→ Request A: According to the text on retirement savings, why did college tuition increase? Answer in one to three sentences.
####
Yesterday the Senate Finance Committee held a hearing, "Retirement Savings 2.0—Updating Savings Policy for the Modern Economy."  The hearing comes on the heels of a recent Federal Reserve report, “2013 Survey of Consumer Finances,” which detailed the current state of retirement-account balances.
 
The average balance in an American retirement account has risen 10 percent in the last three years. The median balance actually rose even more, up 25 percent, to $59,000.
 
However, those with retirement accounts have dropped below 50 percent. Only about 40 percent of Americans in the bottom half income bracket have retirement accounts. Their average account balances have decreased, those with “upper middle” incomes decreased their participation, and those at the highest end saw their contributions decrease by 8 percent.
 
The Center for Retirement Research National Retirement Risk Index shows that more than half of Americans are not saving enough for retirement. Indeed, thirty one percent have no savings, including 20 percent of those who are getting close to retirement age (55 or older).
 
So what is going on?  Senator Ron Wyden, chair of the Senate Finance Committee, said in his opening statement, “It is a fact of today’s economy that millions of Americans are unable to save. Report after report has shown that America’s middle class is—at best—struggling to stay afloat. Five years after the Great Recession, it remains tough for many people to find and hold a steady job. The cost of a college education is rising. Millions of Americans had their wealth tied up in their homes before the housing collapse, and they haven’t come close to a full recovery. And a lot of working families are seeing their take-home pay drop.” 
 
But rather than becoming another political playground in the class-warfare game, government should take a hard look at itself and understand the damage it is inflicting on financially fragile families.
 
The problems Senator Wyden mentions are created by government. As the federal government took over student loans, guaranteeing more and more money, higher education took advantage and tuition increased. With the federal government capturing Fannie Mae and Freddie Mac, placing them under questionable receivership conditions, the federal government has caused even more confusion in the housing finance marketplace.
####
→ Request B: Return every line of the records below that contains the word "person", counting a match only when the case is the same.

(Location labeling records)
####
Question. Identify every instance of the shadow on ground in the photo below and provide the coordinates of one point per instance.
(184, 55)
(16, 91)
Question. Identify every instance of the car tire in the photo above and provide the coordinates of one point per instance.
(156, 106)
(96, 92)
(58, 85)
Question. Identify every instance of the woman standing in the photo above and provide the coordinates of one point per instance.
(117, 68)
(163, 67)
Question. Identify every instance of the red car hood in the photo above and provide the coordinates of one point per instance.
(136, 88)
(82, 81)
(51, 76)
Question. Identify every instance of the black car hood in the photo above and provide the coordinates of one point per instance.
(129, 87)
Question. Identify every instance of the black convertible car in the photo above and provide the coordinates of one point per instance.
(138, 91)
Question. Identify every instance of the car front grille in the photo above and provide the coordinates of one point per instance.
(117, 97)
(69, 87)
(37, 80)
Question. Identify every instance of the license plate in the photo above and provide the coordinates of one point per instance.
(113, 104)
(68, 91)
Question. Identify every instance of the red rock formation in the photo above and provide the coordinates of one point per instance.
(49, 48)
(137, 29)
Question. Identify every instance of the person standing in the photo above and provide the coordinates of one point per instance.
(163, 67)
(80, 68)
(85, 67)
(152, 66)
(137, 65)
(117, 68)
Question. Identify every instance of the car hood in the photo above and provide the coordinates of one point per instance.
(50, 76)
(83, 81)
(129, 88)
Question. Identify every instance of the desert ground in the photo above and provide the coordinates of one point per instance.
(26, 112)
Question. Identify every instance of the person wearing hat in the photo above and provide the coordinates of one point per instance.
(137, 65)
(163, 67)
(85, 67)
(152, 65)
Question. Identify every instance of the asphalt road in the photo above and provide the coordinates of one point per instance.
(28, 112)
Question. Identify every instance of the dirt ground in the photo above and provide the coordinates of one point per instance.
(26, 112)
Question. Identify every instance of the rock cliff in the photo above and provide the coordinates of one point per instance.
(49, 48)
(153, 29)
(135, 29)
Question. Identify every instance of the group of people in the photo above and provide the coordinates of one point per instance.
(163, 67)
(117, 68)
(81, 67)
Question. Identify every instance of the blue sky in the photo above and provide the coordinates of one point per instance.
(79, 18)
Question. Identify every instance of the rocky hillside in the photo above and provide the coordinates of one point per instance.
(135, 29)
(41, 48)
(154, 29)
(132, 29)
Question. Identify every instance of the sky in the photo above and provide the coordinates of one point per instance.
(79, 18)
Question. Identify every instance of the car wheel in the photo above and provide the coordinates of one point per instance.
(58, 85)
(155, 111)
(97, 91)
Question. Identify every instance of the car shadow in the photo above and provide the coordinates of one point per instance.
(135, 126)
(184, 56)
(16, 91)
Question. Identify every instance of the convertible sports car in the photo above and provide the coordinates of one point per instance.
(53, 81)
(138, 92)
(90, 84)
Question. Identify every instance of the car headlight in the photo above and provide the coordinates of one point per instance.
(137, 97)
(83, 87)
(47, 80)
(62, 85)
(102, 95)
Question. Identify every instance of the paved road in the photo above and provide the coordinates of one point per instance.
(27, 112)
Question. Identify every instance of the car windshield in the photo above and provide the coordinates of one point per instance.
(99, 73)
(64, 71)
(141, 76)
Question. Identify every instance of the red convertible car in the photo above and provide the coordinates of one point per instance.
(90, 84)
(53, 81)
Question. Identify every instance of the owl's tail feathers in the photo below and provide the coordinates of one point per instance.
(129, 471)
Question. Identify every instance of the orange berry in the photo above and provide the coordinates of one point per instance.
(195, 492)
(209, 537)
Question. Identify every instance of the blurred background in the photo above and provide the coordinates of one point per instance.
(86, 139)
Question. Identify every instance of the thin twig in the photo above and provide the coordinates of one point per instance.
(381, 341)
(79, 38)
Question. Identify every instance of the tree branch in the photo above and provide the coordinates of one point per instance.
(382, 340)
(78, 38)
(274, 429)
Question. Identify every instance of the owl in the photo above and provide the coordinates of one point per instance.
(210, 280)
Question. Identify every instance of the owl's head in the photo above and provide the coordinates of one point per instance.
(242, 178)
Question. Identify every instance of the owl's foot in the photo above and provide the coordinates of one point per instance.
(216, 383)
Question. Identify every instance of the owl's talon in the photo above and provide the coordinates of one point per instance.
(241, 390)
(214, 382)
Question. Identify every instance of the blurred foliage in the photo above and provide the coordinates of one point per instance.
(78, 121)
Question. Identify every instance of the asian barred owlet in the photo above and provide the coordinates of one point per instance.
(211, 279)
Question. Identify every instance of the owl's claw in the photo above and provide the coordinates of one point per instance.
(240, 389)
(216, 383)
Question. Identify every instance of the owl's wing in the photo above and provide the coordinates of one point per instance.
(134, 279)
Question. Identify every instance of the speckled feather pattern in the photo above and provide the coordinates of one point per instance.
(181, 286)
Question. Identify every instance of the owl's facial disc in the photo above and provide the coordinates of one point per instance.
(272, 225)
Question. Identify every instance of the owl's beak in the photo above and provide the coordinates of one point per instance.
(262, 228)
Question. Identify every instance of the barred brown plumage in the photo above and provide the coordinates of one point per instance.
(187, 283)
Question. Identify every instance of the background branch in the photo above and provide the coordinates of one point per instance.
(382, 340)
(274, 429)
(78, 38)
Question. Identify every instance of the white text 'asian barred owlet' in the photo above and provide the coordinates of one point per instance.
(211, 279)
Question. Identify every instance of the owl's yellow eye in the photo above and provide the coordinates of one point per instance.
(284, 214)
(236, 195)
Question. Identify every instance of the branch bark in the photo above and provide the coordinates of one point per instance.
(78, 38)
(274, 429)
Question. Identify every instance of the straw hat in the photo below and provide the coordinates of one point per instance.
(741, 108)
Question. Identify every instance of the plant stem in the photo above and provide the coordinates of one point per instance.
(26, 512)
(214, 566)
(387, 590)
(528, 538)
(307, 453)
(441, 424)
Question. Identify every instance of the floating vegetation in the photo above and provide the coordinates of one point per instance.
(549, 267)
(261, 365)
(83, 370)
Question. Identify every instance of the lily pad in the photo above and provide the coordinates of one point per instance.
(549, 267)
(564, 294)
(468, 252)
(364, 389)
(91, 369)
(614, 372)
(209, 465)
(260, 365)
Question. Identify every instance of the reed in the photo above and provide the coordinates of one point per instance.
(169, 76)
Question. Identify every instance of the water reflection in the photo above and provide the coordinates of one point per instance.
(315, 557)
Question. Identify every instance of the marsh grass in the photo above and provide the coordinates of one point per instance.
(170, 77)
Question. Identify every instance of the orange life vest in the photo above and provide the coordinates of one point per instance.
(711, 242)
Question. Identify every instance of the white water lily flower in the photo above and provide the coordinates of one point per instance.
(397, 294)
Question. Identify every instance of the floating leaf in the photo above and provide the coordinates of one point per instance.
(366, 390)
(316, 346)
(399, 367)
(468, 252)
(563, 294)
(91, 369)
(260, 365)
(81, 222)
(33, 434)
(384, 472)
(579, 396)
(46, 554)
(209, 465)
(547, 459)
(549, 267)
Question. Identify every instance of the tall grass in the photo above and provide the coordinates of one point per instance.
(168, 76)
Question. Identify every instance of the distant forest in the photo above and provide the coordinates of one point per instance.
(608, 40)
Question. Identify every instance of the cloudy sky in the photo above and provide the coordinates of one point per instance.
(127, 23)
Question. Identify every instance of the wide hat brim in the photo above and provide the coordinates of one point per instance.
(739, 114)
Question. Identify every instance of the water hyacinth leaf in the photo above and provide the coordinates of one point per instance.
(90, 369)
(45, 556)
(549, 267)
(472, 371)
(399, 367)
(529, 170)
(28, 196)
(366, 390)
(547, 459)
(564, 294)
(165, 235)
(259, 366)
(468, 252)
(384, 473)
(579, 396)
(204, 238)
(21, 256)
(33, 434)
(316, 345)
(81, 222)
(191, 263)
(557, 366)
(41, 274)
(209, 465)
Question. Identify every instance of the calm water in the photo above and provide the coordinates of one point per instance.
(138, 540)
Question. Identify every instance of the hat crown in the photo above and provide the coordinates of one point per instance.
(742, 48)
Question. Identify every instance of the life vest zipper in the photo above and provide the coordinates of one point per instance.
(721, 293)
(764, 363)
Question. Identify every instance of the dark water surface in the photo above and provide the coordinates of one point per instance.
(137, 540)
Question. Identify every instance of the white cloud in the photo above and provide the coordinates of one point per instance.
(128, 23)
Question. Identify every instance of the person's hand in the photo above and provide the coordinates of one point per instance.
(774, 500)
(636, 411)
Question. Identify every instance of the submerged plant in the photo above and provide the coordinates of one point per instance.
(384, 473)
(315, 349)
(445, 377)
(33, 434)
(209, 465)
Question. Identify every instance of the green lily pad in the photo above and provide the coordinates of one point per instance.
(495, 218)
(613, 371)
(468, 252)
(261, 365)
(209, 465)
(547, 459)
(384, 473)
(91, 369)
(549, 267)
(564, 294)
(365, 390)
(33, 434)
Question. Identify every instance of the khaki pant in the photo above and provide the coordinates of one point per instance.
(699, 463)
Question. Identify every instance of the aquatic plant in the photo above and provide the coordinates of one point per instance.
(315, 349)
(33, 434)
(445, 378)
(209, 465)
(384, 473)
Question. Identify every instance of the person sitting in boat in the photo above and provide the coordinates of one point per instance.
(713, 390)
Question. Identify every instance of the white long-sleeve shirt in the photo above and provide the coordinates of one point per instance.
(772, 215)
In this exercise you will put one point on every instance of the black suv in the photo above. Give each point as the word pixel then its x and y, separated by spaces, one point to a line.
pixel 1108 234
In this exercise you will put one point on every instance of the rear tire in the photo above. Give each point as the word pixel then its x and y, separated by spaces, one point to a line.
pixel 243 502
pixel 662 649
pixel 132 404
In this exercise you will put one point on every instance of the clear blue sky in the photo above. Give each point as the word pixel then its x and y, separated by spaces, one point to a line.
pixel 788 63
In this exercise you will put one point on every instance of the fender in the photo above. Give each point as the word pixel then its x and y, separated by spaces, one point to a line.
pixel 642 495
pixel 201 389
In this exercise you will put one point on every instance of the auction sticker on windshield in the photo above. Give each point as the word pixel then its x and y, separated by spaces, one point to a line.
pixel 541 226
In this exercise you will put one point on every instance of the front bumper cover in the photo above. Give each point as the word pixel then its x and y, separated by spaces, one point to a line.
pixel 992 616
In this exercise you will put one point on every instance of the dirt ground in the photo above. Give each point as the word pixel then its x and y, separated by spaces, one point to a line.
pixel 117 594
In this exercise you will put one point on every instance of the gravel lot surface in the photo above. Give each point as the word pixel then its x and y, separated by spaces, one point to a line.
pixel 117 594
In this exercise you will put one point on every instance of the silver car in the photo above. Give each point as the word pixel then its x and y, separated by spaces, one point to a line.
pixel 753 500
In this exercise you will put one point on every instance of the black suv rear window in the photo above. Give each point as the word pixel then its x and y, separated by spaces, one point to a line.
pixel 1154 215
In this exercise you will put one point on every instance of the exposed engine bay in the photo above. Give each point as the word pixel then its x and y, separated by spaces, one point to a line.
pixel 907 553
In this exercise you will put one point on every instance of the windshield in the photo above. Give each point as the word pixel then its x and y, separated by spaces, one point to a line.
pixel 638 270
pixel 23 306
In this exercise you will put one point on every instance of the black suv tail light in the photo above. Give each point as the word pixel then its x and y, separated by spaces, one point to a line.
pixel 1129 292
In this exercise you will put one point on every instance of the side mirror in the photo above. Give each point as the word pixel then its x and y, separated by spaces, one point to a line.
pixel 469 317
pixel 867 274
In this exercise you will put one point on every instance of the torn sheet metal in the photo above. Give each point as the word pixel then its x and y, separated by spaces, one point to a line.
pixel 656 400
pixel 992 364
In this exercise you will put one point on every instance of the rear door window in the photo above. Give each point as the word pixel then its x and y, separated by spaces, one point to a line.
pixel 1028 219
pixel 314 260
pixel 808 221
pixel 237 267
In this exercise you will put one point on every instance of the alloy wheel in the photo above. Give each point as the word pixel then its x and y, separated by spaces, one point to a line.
####
→ Task solution A: The federal government took over student loans and guaranteed more and more money. Higher education took advantage of this, and tuition went up.

→ Task solution B:
Question. Identify every instance of the person standing in the photo above and provide the coordinates of one point per instance.
Question. Identify every instance of the person wearing hat in the photo above and provide the coordinates of one point per instance.
Question. Identify every instance of the person's hand in the photo above and provide the coordinates of one point per instance.
Question. Identify every instance of the person sitting in boat in the photo above and provide the coordinates of one point per instance.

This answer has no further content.